記述課題 1 >> 本文の「カンチカから烏雲の森に向かう途中で」で始まる段落を、主な事実を残したまま箇条書きで短くまとめてもらえますか?

本文 >>

----

Log No. 344

植林トリップ 内蒙古 五日目

五日目:カンチカ→大青溝自然保護区→クリンキ→地獄の沙漠→烏雲の森

カンチカを離れて、「烏雲(ウユン)の森」へ向かう。烏雲(ウユン、日本名:立花珠美)先生という、モンゴル族と漢族の両親に育てられた残留孤児の方が植林NGOと共に活動していた場所だ。烏雲先生の半生はNHKのドラマにもなったらしい。(大草原に還る日)
カンチカから烏雲の森に向かう途中で、大青溝という自然公園のような地区に寄った。何十年も前から放牧等から保護されてきたというだけで、周りの沙漠とは似ても似つかないほど緑に溢れた秘境のような場所だった。ここでしか採れない薬草なんかも沢山あるらしい。けど今回僕らが見たところは観光地化していて、なんだか秘境というには味気ないものだった。
大青溝を後にして、クリンキという町で昼食。昼食後、近くの博物館を見てくるといい、と言われて、その場所に行ってみるが、そこには廃墟と見間違えそうな手入れのされていない寺院があるのみ。ガイドさんに「ここがほんとに博物館なんですか?」と聞くと、そうです、という。でも中には仏像が少しあるだけで、博物館らしいものはない。ってか普通にお参りに来てる人もいるし。明らかに博物館ではない。で、ガイドさんも皆に問い詰められて、一々博物館といってもこの辺なんかではこういうもんなんです、とか言っているのだが、どうも本人も疑ってるように見えたので問い詰めると、やっぱ違うかもしれない、なんて言い出す。自元の人に尋ねると全然博物館なんかではないよ、とのこと。博物館と呼べなくも無い代物は現在工事中とか。というわけで、町自体も小さく人々が細々と生活してるだけで、見るものは特にないようだった。本当はその人々の生活ってのを覗きに色々歩き回りたかったのだが、このツアーではそういう予定にない場所への個人行動は制限されている。こういうのがツアーの本当に不便なところ。たぶんもうツアーという形式には参加しないと思う。

----

記述課題 2 >> 下のエントリから、文字列「green」を含む行をすべて抜き出してもらえますか?

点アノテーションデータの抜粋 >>
----

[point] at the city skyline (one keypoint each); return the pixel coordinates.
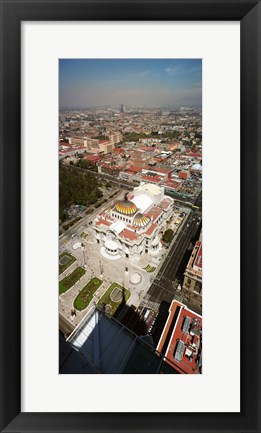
(101, 82)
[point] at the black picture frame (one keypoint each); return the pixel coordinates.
(248, 12)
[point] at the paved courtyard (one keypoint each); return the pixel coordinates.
(128, 273)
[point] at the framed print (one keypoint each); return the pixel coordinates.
(157, 90)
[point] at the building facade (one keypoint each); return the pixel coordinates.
(192, 284)
(131, 227)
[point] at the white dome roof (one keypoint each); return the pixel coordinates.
(155, 241)
(111, 245)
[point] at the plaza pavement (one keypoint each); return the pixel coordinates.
(108, 271)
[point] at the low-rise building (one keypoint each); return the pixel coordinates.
(130, 227)
(181, 339)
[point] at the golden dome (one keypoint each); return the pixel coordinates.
(125, 207)
(140, 220)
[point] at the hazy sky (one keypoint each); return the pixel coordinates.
(90, 82)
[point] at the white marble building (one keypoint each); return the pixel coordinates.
(131, 227)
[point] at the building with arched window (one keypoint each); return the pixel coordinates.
(131, 227)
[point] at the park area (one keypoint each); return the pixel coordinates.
(65, 260)
(70, 280)
(114, 299)
(85, 296)
(150, 268)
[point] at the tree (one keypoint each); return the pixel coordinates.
(168, 236)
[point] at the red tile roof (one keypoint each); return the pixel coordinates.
(189, 338)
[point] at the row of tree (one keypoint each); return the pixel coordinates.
(76, 187)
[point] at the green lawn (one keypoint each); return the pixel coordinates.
(70, 280)
(83, 235)
(150, 268)
(115, 307)
(66, 265)
(85, 296)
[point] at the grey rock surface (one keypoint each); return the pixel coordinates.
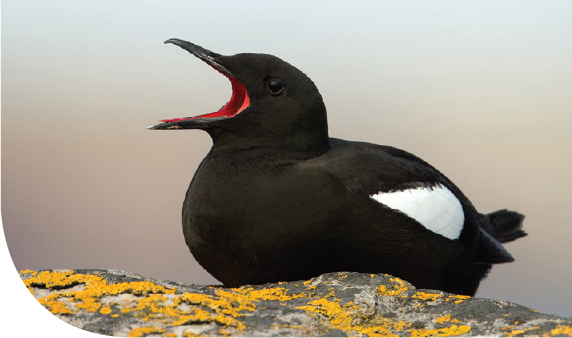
(119, 303)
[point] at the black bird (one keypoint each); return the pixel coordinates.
(277, 199)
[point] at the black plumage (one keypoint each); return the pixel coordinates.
(277, 199)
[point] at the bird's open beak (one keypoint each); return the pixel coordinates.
(238, 101)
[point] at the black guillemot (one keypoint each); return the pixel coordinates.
(277, 199)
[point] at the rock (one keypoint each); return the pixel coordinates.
(119, 303)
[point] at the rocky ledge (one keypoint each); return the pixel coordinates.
(119, 303)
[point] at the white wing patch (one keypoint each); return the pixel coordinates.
(435, 208)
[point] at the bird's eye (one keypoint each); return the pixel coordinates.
(275, 87)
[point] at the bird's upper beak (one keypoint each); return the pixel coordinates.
(238, 101)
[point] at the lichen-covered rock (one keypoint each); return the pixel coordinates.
(114, 302)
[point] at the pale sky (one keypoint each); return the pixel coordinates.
(481, 90)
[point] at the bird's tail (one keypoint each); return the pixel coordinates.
(498, 227)
(505, 226)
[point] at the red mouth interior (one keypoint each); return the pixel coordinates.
(238, 102)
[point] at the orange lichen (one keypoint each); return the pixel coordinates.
(454, 330)
(561, 330)
(446, 318)
(426, 296)
(346, 318)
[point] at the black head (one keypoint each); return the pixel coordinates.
(273, 104)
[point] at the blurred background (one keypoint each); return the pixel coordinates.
(481, 90)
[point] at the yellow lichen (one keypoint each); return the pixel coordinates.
(426, 296)
(561, 330)
(454, 330)
(346, 318)
(446, 318)
(141, 331)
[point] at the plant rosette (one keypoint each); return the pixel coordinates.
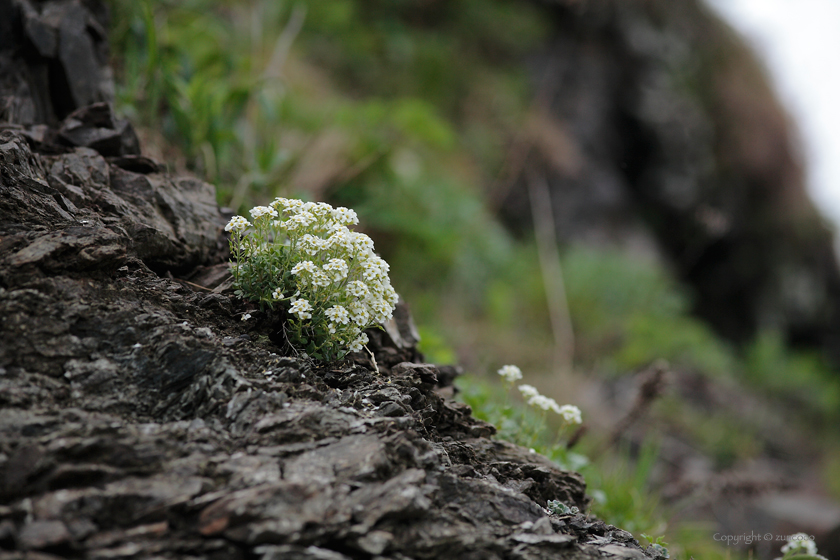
(303, 259)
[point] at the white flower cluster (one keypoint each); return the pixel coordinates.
(800, 544)
(511, 374)
(570, 413)
(340, 286)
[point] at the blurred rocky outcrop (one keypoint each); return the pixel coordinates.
(141, 418)
(657, 130)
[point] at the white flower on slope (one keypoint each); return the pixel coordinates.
(258, 212)
(338, 267)
(357, 344)
(237, 224)
(570, 414)
(338, 314)
(545, 403)
(510, 373)
(800, 542)
(528, 391)
(302, 309)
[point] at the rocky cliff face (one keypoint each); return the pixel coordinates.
(140, 417)
(656, 130)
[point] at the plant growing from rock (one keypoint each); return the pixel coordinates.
(570, 414)
(800, 546)
(302, 259)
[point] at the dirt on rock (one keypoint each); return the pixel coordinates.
(140, 417)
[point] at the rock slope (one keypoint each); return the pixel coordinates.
(141, 418)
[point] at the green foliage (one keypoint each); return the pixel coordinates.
(629, 311)
(407, 107)
(802, 379)
(623, 497)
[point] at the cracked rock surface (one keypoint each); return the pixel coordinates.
(140, 418)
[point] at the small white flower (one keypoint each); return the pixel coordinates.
(510, 373)
(528, 391)
(304, 266)
(258, 212)
(357, 344)
(570, 414)
(311, 244)
(237, 224)
(338, 314)
(338, 267)
(345, 216)
(320, 209)
(320, 278)
(302, 309)
(800, 542)
(303, 219)
(358, 289)
(361, 316)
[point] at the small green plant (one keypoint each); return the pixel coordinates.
(559, 508)
(657, 545)
(800, 546)
(302, 258)
(569, 413)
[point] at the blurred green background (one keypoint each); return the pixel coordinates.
(407, 115)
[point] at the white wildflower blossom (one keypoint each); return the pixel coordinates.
(528, 391)
(345, 216)
(338, 314)
(302, 309)
(570, 414)
(289, 205)
(320, 209)
(304, 219)
(391, 296)
(338, 267)
(510, 373)
(340, 286)
(361, 242)
(361, 315)
(321, 279)
(304, 266)
(800, 542)
(237, 224)
(258, 212)
(359, 343)
(311, 244)
(357, 289)
(543, 402)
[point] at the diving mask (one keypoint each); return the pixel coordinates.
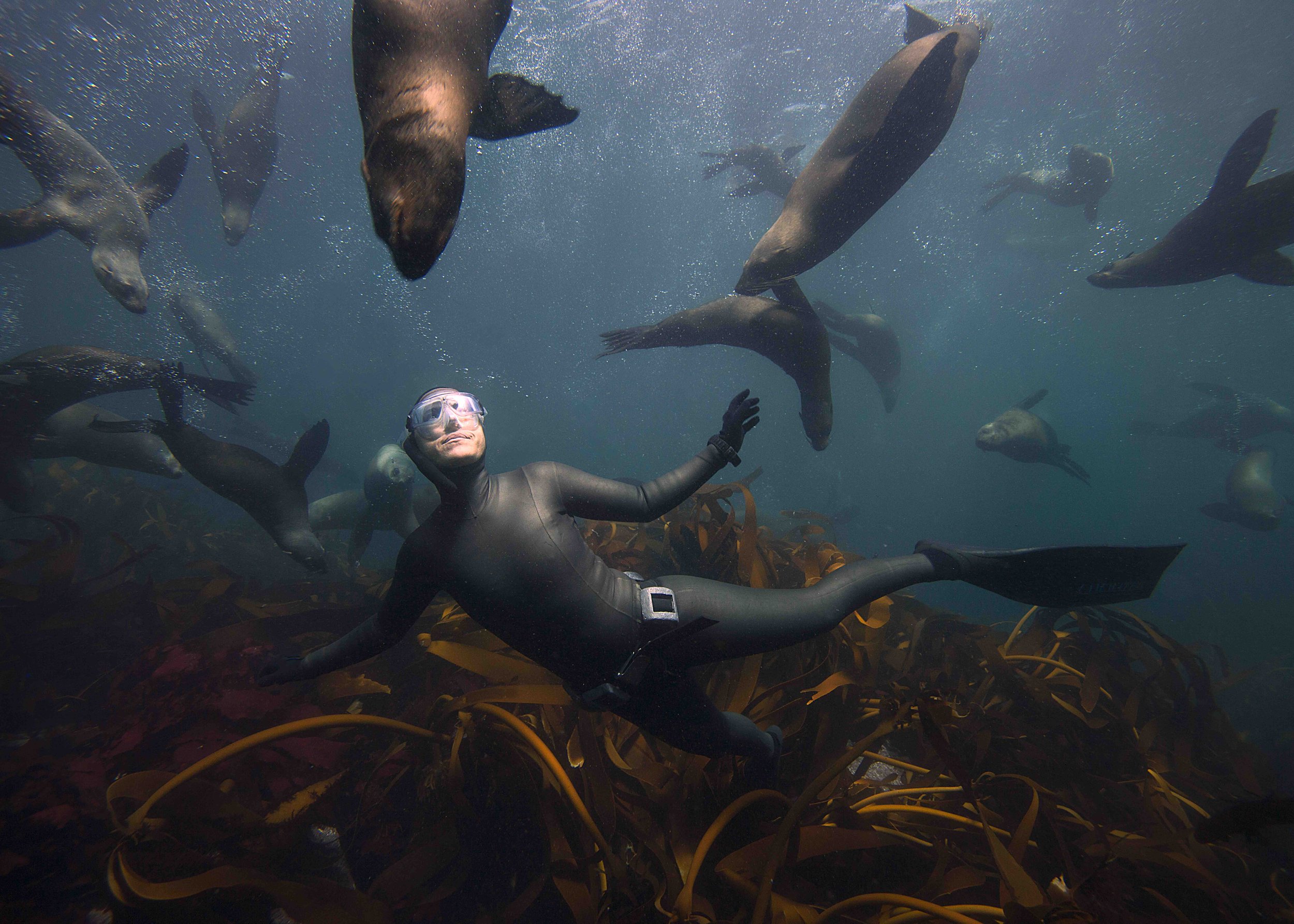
(434, 409)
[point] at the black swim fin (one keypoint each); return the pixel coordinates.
(1062, 576)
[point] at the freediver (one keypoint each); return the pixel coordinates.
(508, 549)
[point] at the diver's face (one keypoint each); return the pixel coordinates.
(454, 442)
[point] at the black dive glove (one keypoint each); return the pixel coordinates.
(743, 413)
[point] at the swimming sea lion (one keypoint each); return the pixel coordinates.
(1026, 438)
(1236, 229)
(68, 434)
(889, 130)
(83, 195)
(793, 339)
(1087, 179)
(273, 495)
(242, 154)
(42, 382)
(1230, 421)
(875, 346)
(209, 334)
(421, 79)
(1252, 501)
(770, 169)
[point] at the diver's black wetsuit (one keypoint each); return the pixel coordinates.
(508, 549)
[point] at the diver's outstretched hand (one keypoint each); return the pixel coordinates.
(280, 669)
(741, 417)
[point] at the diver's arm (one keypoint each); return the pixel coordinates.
(409, 594)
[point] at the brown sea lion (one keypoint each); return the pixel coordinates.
(1239, 228)
(209, 334)
(68, 434)
(244, 152)
(875, 346)
(1252, 501)
(770, 169)
(42, 382)
(273, 495)
(1026, 438)
(83, 195)
(889, 130)
(422, 82)
(792, 338)
(1087, 179)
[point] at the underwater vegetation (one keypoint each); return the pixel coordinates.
(936, 769)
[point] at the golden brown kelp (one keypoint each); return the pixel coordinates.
(936, 769)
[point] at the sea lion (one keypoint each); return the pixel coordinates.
(770, 169)
(1026, 438)
(875, 346)
(1230, 421)
(42, 382)
(68, 434)
(1252, 501)
(795, 339)
(1087, 179)
(1236, 229)
(421, 79)
(391, 500)
(242, 154)
(889, 130)
(273, 495)
(83, 195)
(209, 334)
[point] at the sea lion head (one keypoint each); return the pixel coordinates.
(416, 187)
(118, 271)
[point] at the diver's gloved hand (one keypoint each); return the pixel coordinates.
(743, 413)
(281, 669)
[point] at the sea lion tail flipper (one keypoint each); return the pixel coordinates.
(620, 341)
(1243, 158)
(1033, 399)
(919, 25)
(511, 105)
(1059, 576)
(1271, 269)
(159, 182)
(203, 118)
(307, 452)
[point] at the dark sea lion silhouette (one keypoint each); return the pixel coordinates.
(392, 500)
(422, 82)
(83, 195)
(273, 495)
(889, 130)
(1083, 183)
(42, 382)
(770, 169)
(1236, 229)
(795, 339)
(244, 152)
(1026, 438)
(209, 334)
(1233, 419)
(1252, 501)
(875, 346)
(68, 434)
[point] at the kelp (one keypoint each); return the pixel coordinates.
(936, 769)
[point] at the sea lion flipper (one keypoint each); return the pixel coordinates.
(919, 25)
(307, 452)
(159, 182)
(511, 107)
(1271, 269)
(1243, 158)
(1033, 399)
(203, 118)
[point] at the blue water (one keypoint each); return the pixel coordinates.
(606, 224)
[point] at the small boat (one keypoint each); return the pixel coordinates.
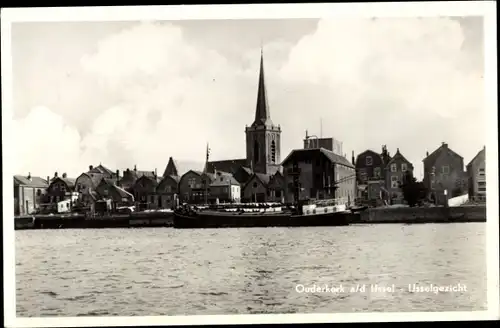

----

解答 1 >>
- カンチカから烏雲の森へ向かう途中、大青溝という自然公園のような地区に立ち寄った。
- 何十年も前から放牧等から保護されてきたため、周りの沙漠とは似ても似つかないほど緑に溢れた秘境のような場所だった。
- ここでしか採れない薬草も沢山あるらしい。
- ただし今回見た所は観光地化していて、秘境というには味気なかった。

解答 2 >>
[point] at the green lawn (one keypoint each); return the pixel coordinates.
[point] at the green foliage (one keypoint each); return the pixel coordinates.
[point] at the small green plant (one keypoint each); return the pixel coordinates.
[point] at the blurred green background (one keypoint each); return the pixel coordinates.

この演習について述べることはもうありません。